start Source data

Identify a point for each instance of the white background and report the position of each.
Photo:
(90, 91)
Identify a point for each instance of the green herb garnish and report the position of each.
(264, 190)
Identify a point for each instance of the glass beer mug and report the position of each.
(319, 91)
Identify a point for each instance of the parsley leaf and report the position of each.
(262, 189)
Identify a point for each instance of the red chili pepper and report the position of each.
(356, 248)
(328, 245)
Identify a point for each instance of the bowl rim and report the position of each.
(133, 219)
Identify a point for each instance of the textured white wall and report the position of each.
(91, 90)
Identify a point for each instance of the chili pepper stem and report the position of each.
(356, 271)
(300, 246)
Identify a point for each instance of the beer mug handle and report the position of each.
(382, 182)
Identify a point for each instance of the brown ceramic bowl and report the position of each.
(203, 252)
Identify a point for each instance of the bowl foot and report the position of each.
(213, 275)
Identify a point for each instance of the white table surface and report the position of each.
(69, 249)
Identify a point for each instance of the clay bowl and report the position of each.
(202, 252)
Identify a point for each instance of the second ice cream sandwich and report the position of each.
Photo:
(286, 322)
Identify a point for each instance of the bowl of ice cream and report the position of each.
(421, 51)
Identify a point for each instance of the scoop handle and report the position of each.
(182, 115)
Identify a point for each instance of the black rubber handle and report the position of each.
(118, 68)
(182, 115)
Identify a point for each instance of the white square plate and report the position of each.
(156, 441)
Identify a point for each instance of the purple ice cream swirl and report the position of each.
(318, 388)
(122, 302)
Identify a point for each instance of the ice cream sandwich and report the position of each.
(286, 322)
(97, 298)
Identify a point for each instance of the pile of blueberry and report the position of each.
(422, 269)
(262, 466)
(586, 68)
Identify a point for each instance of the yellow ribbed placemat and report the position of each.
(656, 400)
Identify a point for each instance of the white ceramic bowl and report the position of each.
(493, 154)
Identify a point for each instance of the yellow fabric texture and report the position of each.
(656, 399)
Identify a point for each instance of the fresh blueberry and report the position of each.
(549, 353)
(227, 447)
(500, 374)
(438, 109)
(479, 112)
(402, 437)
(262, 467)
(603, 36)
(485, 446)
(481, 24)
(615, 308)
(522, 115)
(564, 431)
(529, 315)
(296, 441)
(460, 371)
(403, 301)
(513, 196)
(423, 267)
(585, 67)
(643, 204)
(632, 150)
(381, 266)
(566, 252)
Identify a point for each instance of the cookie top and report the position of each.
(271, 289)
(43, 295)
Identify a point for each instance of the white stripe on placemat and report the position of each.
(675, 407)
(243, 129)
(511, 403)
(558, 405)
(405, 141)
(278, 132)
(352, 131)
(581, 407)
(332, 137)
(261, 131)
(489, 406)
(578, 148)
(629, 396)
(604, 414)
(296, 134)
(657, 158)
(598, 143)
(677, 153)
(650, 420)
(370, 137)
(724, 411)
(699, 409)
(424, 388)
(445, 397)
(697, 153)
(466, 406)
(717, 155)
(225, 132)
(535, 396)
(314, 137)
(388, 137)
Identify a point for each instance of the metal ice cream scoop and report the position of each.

end Source data

__Description of the task__.
Reproduce the material verbatim, line by line.

__Answer to the task__.
Identify a point for each instance of the white background and report the position of each.
Photo:
(90, 91)
Identify a point for each instance of the green herb garnish and report the position of each.
(264, 190)
Identify a point for each instance of the glass beer mug and report the position of each.
(319, 91)
Identify a point for each instance of the parsley leaf and report the position of each.
(262, 189)
Identify a point for each instance of the red chili pepper and report the position of each.
(356, 248)
(328, 245)
Identify a point for each instance of the bowl rim and report the position of each.
(133, 219)
Identify a point for each instance of the textured white wall and report the position of each.
(91, 90)
Identify a point for each instance of the chili pepper stem and report the position of each.
(356, 271)
(300, 246)
Identify a point for each instance of the beer mug handle and report the position of each.
(382, 182)
Identify a point for each instance of the brown ceramic bowl and report the position of each.
(203, 252)
Identify a point for each instance of the bowl foot and report the position of each.
(213, 275)
Identify a point for each instance of the white table surface and report the position of each.
(69, 249)
Identify a point for each instance of the clay bowl and report the position of each.
(202, 252)
Identify a point for each instance of the second ice cream sandwich and report the position of each.
Photo:
(286, 322)
Identify a point for each instance of the bowl of ice cream and report the position of each.
(421, 51)
Identify a point for each instance of the scoop handle and report the position of each.
(182, 115)
Identify a point for each instance of the black rubber handle and report the position of each.
(118, 68)
(182, 115)
Identify a point for each instance of the white square plate and report the position of each.
(156, 441)
Identify a point for each instance of the purple ice cream swirl and report the position of each.
(318, 388)
(122, 302)
Identify a point for each instance of the ice cream sandwich and report the position of each.
(286, 322)
(97, 298)
Identify a point for each instance of the pile of blueberry and report the position of each.
(422, 269)
(262, 466)
(586, 68)
Identify a point for each instance of the yellow ribbed placemat and report the position of each.
(656, 400)
Identify a point for each instance of the white ceramic bowl and report the position of each.
(493, 154)
Identify a point for each instance of the yellow fabric texture and report the position of each.
(656, 399)
Identify a point for each instance of the fresh blueberry and report the position of each.
(549, 353)
(227, 447)
(500, 374)
(438, 109)
(479, 112)
(402, 437)
(262, 467)
(603, 36)
(485, 446)
(481, 24)
(615, 308)
(522, 115)
(564, 431)
(529, 315)
(296, 441)
(460, 371)
(403, 301)
(513, 196)
(423, 267)
(585, 67)
(643, 204)
(632, 150)
(381, 266)
(566, 252)
Identify a point for each instance of the cookie top and report the position of each.
(271, 289)
(43, 295)
Identify a point for each instance of the white stripe on placemat and report the position of each.
(675, 407)
(243, 129)
(511, 403)
(558, 405)
(405, 141)
(278, 132)
(352, 131)
(581, 407)
(332, 137)
(261, 131)
(489, 406)
(578, 148)
(629, 396)
(604, 414)
(296, 134)
(657, 158)
(598, 143)
(677, 153)
(650, 420)
(370, 137)
(724, 411)
(699, 409)
(424, 388)
(445, 397)
(697, 153)
(466, 406)
(717, 155)
(225, 132)
(535, 396)
(314, 137)
(388, 137)
Identify a point for each instance of the metal ice cream scoop and report the position of each.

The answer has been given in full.